Listing:
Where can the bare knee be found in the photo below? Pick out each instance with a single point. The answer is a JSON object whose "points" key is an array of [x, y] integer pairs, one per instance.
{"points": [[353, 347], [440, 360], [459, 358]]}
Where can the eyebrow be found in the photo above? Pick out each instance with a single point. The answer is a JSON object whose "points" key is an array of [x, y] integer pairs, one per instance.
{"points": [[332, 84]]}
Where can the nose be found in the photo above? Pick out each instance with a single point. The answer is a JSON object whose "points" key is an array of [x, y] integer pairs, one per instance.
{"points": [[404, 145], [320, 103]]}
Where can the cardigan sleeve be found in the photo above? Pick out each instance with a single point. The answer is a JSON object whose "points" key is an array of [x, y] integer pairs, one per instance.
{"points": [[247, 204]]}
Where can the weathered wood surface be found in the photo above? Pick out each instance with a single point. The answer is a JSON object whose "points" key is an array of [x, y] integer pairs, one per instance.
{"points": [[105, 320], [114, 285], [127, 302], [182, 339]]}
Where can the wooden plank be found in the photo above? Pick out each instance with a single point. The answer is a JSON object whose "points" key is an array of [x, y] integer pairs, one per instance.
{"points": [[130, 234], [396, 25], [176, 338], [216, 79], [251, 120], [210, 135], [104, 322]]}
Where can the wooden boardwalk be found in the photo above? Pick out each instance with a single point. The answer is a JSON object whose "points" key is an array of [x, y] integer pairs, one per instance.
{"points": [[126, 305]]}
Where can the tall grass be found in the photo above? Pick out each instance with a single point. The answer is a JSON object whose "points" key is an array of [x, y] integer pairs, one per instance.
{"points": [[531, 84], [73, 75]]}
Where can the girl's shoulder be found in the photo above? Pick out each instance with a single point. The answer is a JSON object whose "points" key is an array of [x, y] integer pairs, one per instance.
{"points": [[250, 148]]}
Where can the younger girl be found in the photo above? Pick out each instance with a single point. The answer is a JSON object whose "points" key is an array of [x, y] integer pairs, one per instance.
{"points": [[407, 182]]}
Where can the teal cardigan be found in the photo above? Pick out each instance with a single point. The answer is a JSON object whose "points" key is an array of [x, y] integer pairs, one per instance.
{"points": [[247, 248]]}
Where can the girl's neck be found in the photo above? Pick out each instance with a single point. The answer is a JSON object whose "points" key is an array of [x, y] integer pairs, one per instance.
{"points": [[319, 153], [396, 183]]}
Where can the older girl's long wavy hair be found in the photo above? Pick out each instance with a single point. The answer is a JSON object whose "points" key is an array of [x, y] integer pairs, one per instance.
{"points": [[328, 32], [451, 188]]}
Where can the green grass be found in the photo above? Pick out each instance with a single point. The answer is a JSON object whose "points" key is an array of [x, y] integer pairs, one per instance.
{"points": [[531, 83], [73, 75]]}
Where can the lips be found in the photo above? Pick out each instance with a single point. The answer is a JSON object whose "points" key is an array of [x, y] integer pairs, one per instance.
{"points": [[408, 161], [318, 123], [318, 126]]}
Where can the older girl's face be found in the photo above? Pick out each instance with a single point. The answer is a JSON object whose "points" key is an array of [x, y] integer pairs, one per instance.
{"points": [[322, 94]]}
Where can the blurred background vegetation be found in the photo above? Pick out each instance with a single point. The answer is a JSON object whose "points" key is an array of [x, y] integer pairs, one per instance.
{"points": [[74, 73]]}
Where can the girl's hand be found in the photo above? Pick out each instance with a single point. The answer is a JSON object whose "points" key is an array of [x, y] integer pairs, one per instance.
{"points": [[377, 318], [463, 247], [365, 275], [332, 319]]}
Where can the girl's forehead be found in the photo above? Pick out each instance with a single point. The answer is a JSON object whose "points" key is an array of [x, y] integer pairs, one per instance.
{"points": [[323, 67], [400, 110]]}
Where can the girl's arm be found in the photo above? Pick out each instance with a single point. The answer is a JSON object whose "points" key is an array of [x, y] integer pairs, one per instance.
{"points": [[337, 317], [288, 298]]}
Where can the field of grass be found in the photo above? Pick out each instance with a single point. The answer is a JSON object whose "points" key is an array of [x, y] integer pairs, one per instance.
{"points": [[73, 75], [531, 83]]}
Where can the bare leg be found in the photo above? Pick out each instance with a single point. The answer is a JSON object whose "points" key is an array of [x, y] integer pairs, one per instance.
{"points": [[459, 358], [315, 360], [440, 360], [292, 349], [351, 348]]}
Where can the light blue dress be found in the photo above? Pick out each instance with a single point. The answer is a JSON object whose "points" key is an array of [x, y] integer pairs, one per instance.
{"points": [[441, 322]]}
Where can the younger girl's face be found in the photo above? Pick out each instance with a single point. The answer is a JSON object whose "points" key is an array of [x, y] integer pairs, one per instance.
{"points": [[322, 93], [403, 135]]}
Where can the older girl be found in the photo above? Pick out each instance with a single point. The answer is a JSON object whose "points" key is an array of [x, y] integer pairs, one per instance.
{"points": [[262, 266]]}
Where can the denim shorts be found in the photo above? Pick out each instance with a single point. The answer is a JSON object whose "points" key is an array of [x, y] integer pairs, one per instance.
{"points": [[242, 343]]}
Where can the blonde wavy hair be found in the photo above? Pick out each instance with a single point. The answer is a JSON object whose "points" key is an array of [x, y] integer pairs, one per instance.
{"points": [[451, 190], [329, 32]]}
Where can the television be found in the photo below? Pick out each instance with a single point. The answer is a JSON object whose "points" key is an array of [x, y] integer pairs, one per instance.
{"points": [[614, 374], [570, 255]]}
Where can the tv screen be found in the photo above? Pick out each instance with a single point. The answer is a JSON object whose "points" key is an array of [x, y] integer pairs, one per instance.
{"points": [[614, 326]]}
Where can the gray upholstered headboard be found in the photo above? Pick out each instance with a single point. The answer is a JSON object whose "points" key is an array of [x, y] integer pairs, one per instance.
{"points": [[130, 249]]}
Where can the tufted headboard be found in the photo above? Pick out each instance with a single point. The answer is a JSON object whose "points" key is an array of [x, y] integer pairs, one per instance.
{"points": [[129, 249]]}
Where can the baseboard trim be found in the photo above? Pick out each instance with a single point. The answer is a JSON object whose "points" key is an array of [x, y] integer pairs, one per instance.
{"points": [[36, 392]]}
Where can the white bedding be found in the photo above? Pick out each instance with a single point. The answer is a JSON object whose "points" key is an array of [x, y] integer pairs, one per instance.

Instruction: Write out all of the records above exactly as they appear.

Result for this exercise:
Where can the bare knee be found in the photo below? Pick out each instance with a single point. The answer is a JSON object whose "points" key is an array of [x, y] integer pairs, one per instance.
{"points": [[353, 347], [440, 360], [459, 358]]}
Where can the eyebrow be found in the photo above? Pick out each instance with a single point. The answer is a JSON object whose "points" key is an array of [x, y] integer pairs, one per instance.
{"points": [[332, 84]]}
Where can the nose be found in the photo above? Pick out each instance with a single point. The answer is a JSON object whose "points" key is an array of [x, y] integer pairs, one per instance.
{"points": [[404, 145], [320, 103]]}
Where can the cardigan sleeve be found in the photo above? Pick out each instance with a single point. The answer is a JSON object whose "points" key is an array of [x, y] integer pairs, one per instance.
{"points": [[247, 204]]}
Where can the weathered wood surface be found in the photo above? Pick out each instance with a single point. The answer is a JSON object whose "points" key is an array of [x, y] integer pairs, one per instance.
{"points": [[105, 320], [114, 285], [127, 302], [182, 339]]}
Where can the wooden plank be found in the photo above? Pick out each instance with a single point. The answer is a JSON object whose "points" key is an array of [x, y] integer pairs, one per instance.
{"points": [[130, 234], [396, 25], [176, 338], [216, 79], [251, 120], [210, 135], [104, 322]]}
Where can the wooden boardwalk be found in the photo above? Pick out each instance with a single point. The answer is a JSON object whose "points" key is an array of [x, y] integer pairs, one per instance.
{"points": [[126, 305]]}
Where can the tall grass be found in the photo above? Pick out each instance with a single point. The answer is a JSON object whose "points" key is an array of [x, y] integer pairs, one per instance.
{"points": [[531, 84], [73, 75]]}
Where can the girl's shoulder be found in the photo above? Pick out each instance with a single point. The answer is a JSON object whose "points" key is an array of [x, y] integer pairs, one per instance.
{"points": [[250, 148]]}
Where can the younger girl be found in the photo above? Pick out each instance with a single point. The answer is a JSON object whose "points" key is an array of [x, y] integer pairs, one per instance.
{"points": [[407, 182]]}
Where can the teal cardigan be found in the photo above? Pick out each instance with a single point. The answer is a JSON object whose "points" key is an array of [x, y] integer pairs, one per instance.
{"points": [[247, 248]]}
Where can the girl's neck be found in the photo above? Pick out each instance with a single point. The answer is a JSON object whose "points" key is an array of [x, y] integer pairs, one per instance.
{"points": [[319, 153], [396, 183]]}
Where can the older girl's long wavy hair be found in the photo above? Pick out each instance with a single point. The answer is a JSON object whose "points" key is an array of [x, y] integer pairs, one per instance.
{"points": [[328, 32], [451, 188]]}
Where can the green grass be found in the photo above? Pick out each instance with a single point. The answer is a JSON object whose "points" key is an array of [x, y] integer pairs, one per instance.
{"points": [[531, 83], [73, 75]]}
Where can the lips be found in the photo above? Pick out each instance with a single point. The answer is a JSON object whose "points" key is an array of [x, y] integer pairs, one per instance.
{"points": [[408, 161], [318, 123], [318, 126]]}
Where can the older girl's face be found in the photo above? Pick out each instance with a single point. The answer is a JSON object whose "points" key is an array of [x, y] integer pairs, one per instance.
{"points": [[322, 94]]}
Where can the blurred background vegetation be found in the photo above? Pick out each instance with a single point. The answer is a JSON object whose "points" key is an array of [x, y] integer pairs, one per instance.
{"points": [[74, 73]]}
Where can the girl's hand be found in the photo above? Pick out each instance with a single point. The answer is a JSON object whose "points" key is an array of [x, y] integer pairs, one per instance.
{"points": [[377, 318], [463, 247], [365, 275], [332, 319]]}
Where can the girl's forehead be found in the photo above? Pick out each instance with a single point. The answer is a JSON object whose "points" key is an array of [x, y] integer pairs, one per instance.
{"points": [[323, 67], [400, 110]]}
Where can the girl's arm be found in the photo above? Pick out each instance with a single point. The answer is a JSON object whose "points" key is an array of [x, y] integer pairs, one per instance.
{"points": [[337, 317], [288, 298]]}
Where can the field of grass be found in the photo above? Pick out each instance with a single point. The answer is a JSON object whose "points" key is an array of [x, y] integer pairs, one per instance.
{"points": [[73, 75], [531, 83]]}
Where can the bare leg be found in the photo above? Pick out each instance with a single point. The answer is a JSON object whose "points" key is an array of [x, y] integer pairs, one per instance.
{"points": [[459, 358], [315, 360], [440, 360], [292, 349], [351, 348]]}
Where can the light blue dress be found in the photo above? Pick out each instance with a single point. The answer is a JSON object whose "points" key is an array of [x, y] integer pairs, one per instance.
{"points": [[441, 322]]}
Where can the younger girl's face be found in the photo above? Pick out each instance with a single point. The answer is a JSON object whose "points" key is an array of [x, y] integer pairs, one per instance.
{"points": [[322, 93], [403, 135]]}
Where can the older girl be found in the photo above? Pick out each instance with a single point. The answer is a JSON object whose "points" key is an array of [x, y] integer pairs, one per instance.
{"points": [[262, 266]]}
Where can the denim shorts be found in the photo above? Pick out each instance with a single point. The answer is a JSON object whose "points" key is an array of [x, y] integer pairs, one per instance.
{"points": [[242, 343]]}
Where can the blonde wavy hair be found in the photo above? Pick out each instance with a single point. The answer is a JSON object whose "points" key is an array of [x, y] integer pairs, one per instance.
{"points": [[451, 190], [329, 32]]}
Where can the television be found in the photo below? Pick out each instance with a single point. The answer is a JSON object whose "points" key is an array of [x, y] integer pairs, one per instance.
{"points": [[614, 374], [570, 255]]}
Where can the tv screen be found in the photo above? Pick out each instance with a single point. The answer is a JSON object whose "points" key is an array of [x, y] integer pairs, one per instance.
{"points": [[614, 326]]}
Where can the gray upholstered headboard be found in the photo above? Pick out each instance with a single point. The answer is a JSON object whose "points" key is an array of [x, y] integer pairs, one per instance.
{"points": [[130, 249]]}
Where can the tufted headboard be found in the photo above? Pick out each instance with a single point. The answer is a JSON object whose "points" key is an array of [x, y] integer pairs, one per instance.
{"points": [[129, 249]]}
Where can the baseboard trim be found in the photo above? Pick out each instance with a single point. The answer is a JSON object whose "points" key is an array of [x, y] integer pairs, one per instance.
{"points": [[36, 392]]}
Where can the white bedding be found in the photo above? Pick out each instance with a single point. The answer is a JSON object whose "points" key is an array of [x, y] integer pairs, one per instance.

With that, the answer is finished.